Carry none of the pictures over; write out the complete data exactly.

Point labeling dataset excerpts:
----
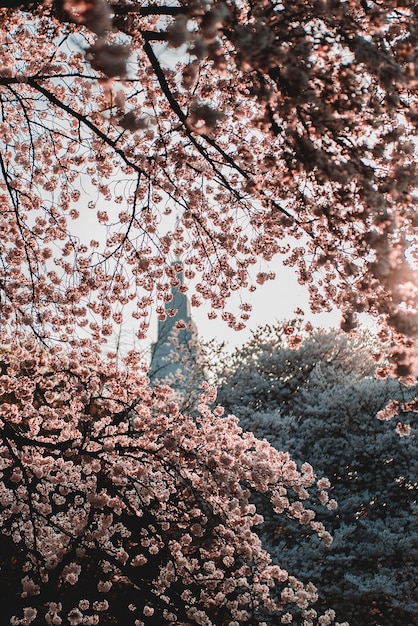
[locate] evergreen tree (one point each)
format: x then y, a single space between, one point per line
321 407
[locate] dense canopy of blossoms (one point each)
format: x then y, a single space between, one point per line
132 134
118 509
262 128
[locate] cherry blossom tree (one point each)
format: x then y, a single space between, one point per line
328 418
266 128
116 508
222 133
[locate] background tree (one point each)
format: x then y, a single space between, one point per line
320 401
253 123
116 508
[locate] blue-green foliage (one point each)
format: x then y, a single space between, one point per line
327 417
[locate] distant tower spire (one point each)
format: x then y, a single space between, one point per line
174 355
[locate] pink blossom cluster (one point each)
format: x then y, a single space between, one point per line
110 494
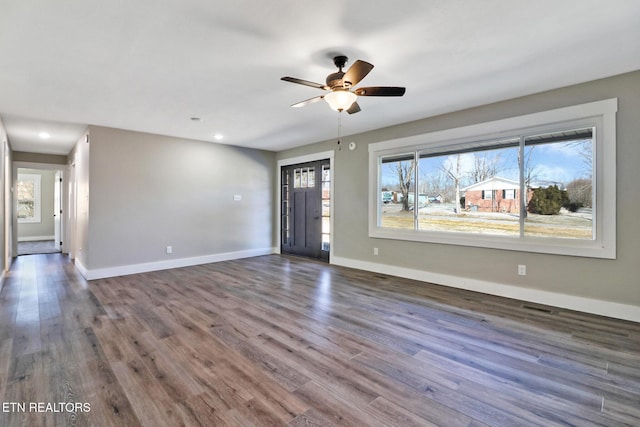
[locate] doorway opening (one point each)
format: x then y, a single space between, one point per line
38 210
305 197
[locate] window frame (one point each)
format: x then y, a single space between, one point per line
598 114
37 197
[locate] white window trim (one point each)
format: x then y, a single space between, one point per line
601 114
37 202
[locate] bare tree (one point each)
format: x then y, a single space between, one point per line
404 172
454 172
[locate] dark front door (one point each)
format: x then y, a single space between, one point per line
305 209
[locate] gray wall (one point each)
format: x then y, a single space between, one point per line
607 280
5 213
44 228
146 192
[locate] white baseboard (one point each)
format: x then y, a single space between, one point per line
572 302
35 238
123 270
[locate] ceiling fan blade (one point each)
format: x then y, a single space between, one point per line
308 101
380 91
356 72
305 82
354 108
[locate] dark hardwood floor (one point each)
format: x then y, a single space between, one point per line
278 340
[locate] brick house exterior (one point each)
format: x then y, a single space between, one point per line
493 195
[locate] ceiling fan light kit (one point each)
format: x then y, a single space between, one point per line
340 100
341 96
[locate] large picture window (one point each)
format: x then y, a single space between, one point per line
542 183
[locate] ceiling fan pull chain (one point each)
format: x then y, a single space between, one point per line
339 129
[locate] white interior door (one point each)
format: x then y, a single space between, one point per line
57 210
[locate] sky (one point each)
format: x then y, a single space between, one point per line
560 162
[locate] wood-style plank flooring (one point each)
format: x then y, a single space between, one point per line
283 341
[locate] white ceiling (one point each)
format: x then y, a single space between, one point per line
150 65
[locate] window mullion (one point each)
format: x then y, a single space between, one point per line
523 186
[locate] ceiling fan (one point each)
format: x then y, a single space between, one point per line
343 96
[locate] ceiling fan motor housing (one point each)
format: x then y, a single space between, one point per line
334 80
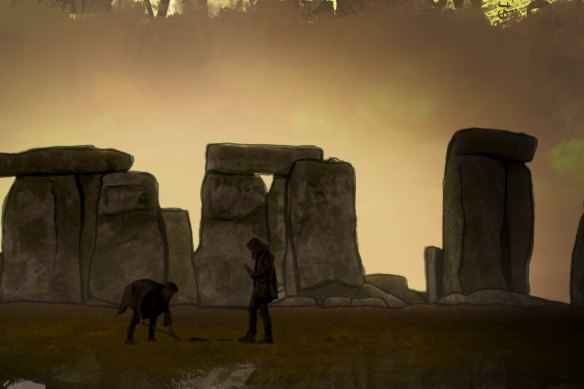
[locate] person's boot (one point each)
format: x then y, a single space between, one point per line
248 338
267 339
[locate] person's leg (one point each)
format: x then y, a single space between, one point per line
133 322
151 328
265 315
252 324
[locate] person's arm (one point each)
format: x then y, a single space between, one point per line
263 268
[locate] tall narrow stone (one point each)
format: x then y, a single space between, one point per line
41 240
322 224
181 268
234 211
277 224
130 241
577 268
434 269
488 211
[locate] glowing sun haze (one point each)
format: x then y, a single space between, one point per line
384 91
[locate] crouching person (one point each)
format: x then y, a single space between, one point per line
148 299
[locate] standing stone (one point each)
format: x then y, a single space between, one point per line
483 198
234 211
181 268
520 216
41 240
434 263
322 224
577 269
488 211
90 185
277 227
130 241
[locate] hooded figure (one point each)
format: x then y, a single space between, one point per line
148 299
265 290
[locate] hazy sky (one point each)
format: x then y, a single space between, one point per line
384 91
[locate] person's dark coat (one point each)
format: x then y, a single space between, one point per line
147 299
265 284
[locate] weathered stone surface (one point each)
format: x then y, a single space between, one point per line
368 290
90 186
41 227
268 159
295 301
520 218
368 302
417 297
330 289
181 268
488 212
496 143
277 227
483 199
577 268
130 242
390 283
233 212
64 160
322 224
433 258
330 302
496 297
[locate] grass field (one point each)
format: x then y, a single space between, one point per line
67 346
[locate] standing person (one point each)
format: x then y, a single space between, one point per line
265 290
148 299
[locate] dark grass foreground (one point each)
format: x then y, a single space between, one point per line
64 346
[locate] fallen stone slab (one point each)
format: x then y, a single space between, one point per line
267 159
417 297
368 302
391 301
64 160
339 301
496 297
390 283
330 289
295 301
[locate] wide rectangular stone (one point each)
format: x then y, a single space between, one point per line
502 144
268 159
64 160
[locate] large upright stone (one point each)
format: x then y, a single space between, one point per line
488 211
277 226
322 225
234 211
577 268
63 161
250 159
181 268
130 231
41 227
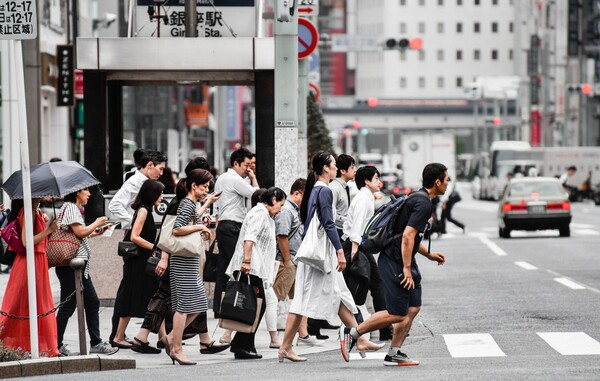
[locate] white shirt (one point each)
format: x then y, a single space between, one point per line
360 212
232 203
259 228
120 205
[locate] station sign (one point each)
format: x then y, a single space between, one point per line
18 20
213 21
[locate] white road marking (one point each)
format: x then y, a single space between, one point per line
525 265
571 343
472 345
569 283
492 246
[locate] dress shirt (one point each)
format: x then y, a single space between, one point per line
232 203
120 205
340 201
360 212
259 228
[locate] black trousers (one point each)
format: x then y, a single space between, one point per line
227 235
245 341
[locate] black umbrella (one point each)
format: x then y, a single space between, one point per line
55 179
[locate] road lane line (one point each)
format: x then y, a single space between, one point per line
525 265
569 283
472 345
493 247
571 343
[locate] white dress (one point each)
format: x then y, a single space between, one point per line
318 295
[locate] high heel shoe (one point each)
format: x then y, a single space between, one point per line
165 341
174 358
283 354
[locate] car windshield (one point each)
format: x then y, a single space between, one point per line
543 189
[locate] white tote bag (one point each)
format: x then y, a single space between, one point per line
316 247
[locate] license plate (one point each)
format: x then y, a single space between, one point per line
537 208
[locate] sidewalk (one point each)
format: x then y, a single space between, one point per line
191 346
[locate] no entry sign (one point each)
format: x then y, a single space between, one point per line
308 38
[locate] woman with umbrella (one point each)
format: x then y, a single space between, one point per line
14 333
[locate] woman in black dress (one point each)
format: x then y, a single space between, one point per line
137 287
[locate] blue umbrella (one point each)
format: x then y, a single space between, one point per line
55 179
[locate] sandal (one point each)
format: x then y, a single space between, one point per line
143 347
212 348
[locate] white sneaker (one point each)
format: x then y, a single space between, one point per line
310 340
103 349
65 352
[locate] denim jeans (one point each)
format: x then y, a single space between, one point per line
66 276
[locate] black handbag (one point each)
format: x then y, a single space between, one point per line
----
**Task solution**
[locate] evergreen tree (one point each)
format: x then y, a single space between, one point per line
321 407
[locate] dense canopy of blossoms (one point each)
format: x then y, a single space between, one point per line
132 134
118 509
262 128
[locate] cherry blossom tree (one point each)
format: x then y, a single space between, one point per line
328 418
266 128
116 508
222 133
[locate] background tree (one point each)
format: x then y, a single space between, one point per line
320 401
253 123
116 508
[locate] blue-green foliage (one point each)
format: x then y, a single space between, one point per line
327 417
[locate] distant tower spire (one point each)
format: x then y, a single space between, one point per line
174 355
[locate] pink blossom cluster (one point each)
format: x then y, a single space between, one point per line
110 494
[locate] doorway opening (one point each)
format: x then y, a single space between, one point per line
38 210
305 197
[locate] window frame (one point each)
format: x then y, a single space between, one point per line
598 114
37 197
[locate] white window trim (one point each)
format: x then y, a single space between, one point per line
601 114
37 202
[locate] bare tree (one point each)
format: x then y, a single space between, one point per line
404 172
454 172
[locate] dark front door (one point each)
format: x then y, a single space between, one point per line
305 209
[locate] gray wall (one point each)
format: x then y, a single space between, one point per line
607 280
5 213
44 228
146 192
[locate] white baseboard (one point each)
format: x then y, a single space between, one point per line
572 302
35 238
123 270
[locate] ceiling fan blade (one point each)
format: x then y, a single space between, one point per line
308 101
380 91
356 72
305 82
354 108
[locate] dark hardwood floor (one point each)
format: x then y, a single space between, one point per line
278 340
[locate] brick house exterior (one point each)
format: x then y, a single space between, one point per line
493 195
[locate] ceiling fan light kit (one point each)
format: x then y, a single space between, one point per line
340 100
341 96
[locate] large picture window (one point each)
format: x then y, a single space between, one point per line
542 183
[locate] ceiling fan pull chain (one point each)
format: x then y, a single space between, one point per line
339 129
[locate] white interior door (one point each)
format: x then y, a single space between, one point per line
57 210
[locate] sky (one point each)
format: x then y, a single space between, one point per line
560 162
[locate] wood-style plank flooring (one point each)
format: x then y, a single space between, one point per line
283 341
[locate] white ceiling (one point each)
format: x then y, a single space between, one point per line
150 65
[locate] window mullion (one point each)
format: x then y, a single space between, one point per line
523 186
[locate] ceiling fan (one point each)
format: x then y, a single space between, one point per line
343 96
[locate] ceiling fan motor housing (one point each)
format: x then y, a single space between, one point per line
334 80
[locate] person's boot (one point each)
format: x then y, a single space between, one point per line
248 338
267 339
[locate] person's leg (one point each)
format: x then y, a single space between, one point per line
133 322
151 328
265 315
252 324
[locate] person's arm (one point each)
format: x then y, a single space between, one point per line
263 268
[locate] tall narrow stone (one point each)
format: x then y, a single space between, one point per line
41 240
322 224
181 268
234 211
277 224
130 241
577 268
434 269
488 211
[locate] glowing sun haze (one point each)
format: x then y, a single space between, one point per line
384 91
[locate] crouching person (one point each)
format: x then y, a single space between, one point per line
148 299
[locate] standing stone (one point each)
format: x then y, a single space between, one point per line
483 198
234 211
181 268
520 216
41 240
434 263
322 224
577 269
488 211
90 185
277 227
130 241
[locate] hooded figure (one point each)
format: x then y, a single space between, one point per line
148 299
265 290
[locate] hazy sky (one point each)
format: x then y, a single space between, one point per line
384 91
[locate] person's dark coat (one point each)
format: x then y, a single space between, one point per line
147 299
265 284
[locate] weathered stone surface (one point each)
format: x then y, a single space between, one point per line
368 290
90 186
41 227
268 159
295 301
520 218
368 302
417 297
330 289
181 268
488 212
496 143
277 227
483 199
577 268
130 242
390 283
233 212
64 160
322 224
433 258
330 302
496 297
[locate] grass field (one point each)
format: x then y, a single space between, one point per line
67 346
[locate] standing person (one point each)
format: x then y, a single space between, one point per line
265 290
148 299
[locate] dark grass foreground (one point each)
format: x then y, a single space between, one point per line
64 346
[locate] fallen stone slab (one point each)
format: x then y, a single space between, one point per line
267 159
417 297
368 302
391 301
64 160
339 301
496 297
390 283
330 289
295 301
[locate] wide rectangular stone (one point each)
format: x then y, a single space between, one point per line
502 144
268 159
64 160
[locate] large upright stone (one point each)
format: x then y, a single space between, one point per line
488 211
277 226
322 225
234 211
577 268
63 161
250 159
181 268
130 231
41 227
[locate] white shirt (one point each)
format: x then y, a single space between, one point per line
360 212
232 203
259 228
120 205
[locate] station sign (one point each)
format: x then y, a single space between, one point per line
18 20
213 21
[locate] white road marking (one point each)
format: x then y, a single space between, one point per line
525 265
571 343
472 345
569 283
492 246
[locate] dress shirt (one point each)
format: x then y, a single space between, one point per line
232 203
120 205
340 201
360 212
259 228
[locate] black trousers (one point each)
format: x then y, a single space between, one point per line
227 235
245 341
[locate] black umbrella (one point each)
format: x then y, a single space between, one point per line
55 179
[locate] road lane line (one point each)
format: x then y, a single space between, one point per line
525 265
569 283
472 345
493 247
571 343
[locate] white dress (one point each)
format: x then y, a single space between, one point per line
318 295
[locate] high heel shoe (one point each)
format: x then y, a single space between, one point per line
165 341
174 358
283 354
[locate] car windshield (one point each)
format: x then y, a single space between, one point per line
543 189
[locate] white tote bag (one point each)
format: x then y, a single space between, one point per line
316 247
[locate] license plate (one point each)
format: x then y, a single space between, one point per line
537 208
[locate] sidewalk (one point each)
format: x then y, a single space between, one point per line
191 346
[locate] no entry sign (one point each)
format: x then y, a single space between, one point per line
308 38
[locate] woman with umbrella (one point each)
format: x then y, a single space between, one point per line
14 333
[locate] woman in black dress (one point each)
format: x then y, a single space between, one point per line
137 287
[locate] blue umbrella (one point each)
format: x then y, a single space between, one point per line
55 179
[locate] sandal (one point each)
format: x then y, a single space between, one point per line
143 347
212 348
[locate] white sneaker (one point each)
format: x then y, a single space between, one point per line
310 340
103 349
65 352
[locate] denim jeans (one point each)
format: x then y, a single space between, one point per line
66 276
[locate] black handbag (one point each)
format: x then y, a single space between, one point per line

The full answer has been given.